* **SOURCE RECORDS**:

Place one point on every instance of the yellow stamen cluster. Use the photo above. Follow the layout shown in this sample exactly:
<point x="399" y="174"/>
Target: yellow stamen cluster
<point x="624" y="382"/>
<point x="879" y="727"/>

* **TASK TO COMPLETE**:
Give back each entry above precisely as it was written.

* **RESULT OF THE TASK**:
Place one point on every instance of the yellow stamen cluster. Use the photo above. Follow the layout shown in this sample exactly:
<point x="399" y="174"/>
Target: yellow stamen cluster
<point x="624" y="382"/>
<point x="879" y="727"/>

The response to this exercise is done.